• TASK REQUIREMENTS: Reproduce the records below exactly, leaving out any pictures.

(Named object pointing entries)
-- START --

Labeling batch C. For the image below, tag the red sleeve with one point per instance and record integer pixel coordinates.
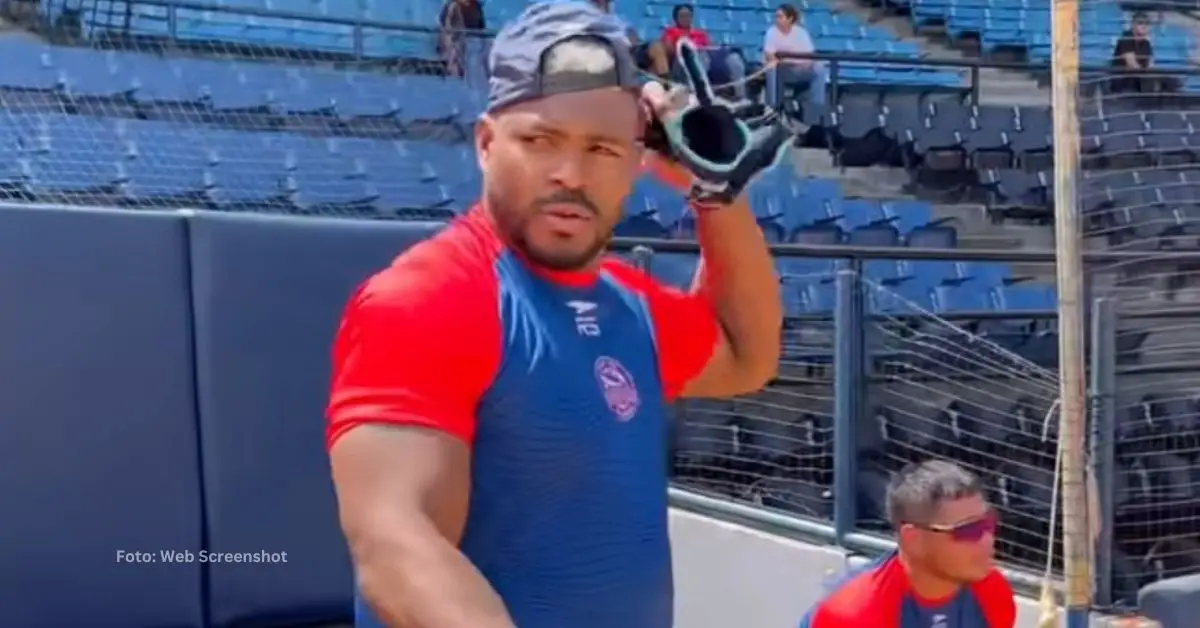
(419, 344)
(996, 599)
(671, 37)
(685, 329)
(864, 600)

-- END --

• TASK ANSWER:
Labeling batch C. For the image below, tag the red sleeve with one point per instance and record integer pixel coordinates.
(419, 344)
(996, 599)
(671, 37)
(685, 329)
(864, 600)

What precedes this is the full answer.